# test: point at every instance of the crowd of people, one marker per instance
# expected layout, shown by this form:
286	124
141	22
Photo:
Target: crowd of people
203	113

==========

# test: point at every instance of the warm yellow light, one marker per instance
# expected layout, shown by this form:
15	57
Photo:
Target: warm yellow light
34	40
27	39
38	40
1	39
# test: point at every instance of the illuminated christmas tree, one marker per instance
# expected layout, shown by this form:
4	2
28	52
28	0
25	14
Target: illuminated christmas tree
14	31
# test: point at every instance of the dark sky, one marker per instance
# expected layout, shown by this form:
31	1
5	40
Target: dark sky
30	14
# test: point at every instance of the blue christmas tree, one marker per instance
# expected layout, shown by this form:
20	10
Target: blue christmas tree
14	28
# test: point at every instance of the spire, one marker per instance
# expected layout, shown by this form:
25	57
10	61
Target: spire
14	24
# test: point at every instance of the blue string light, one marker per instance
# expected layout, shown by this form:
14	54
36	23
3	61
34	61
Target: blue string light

==========

* **WHAT NEEDS TO BE DONE**
Swap "marker" for "pin" in the lines from the line with "# test: point at every instance of the blue string" up to and including the line with "Target: blue string light". Return only those lines, with everything else left unchanged.

* **THE SOLUTION**
# test: point at every instance of the blue string light, one pin per instance
# expected layout, shown by this form:
14	54
36	23
3	61
34	61
Target: blue string light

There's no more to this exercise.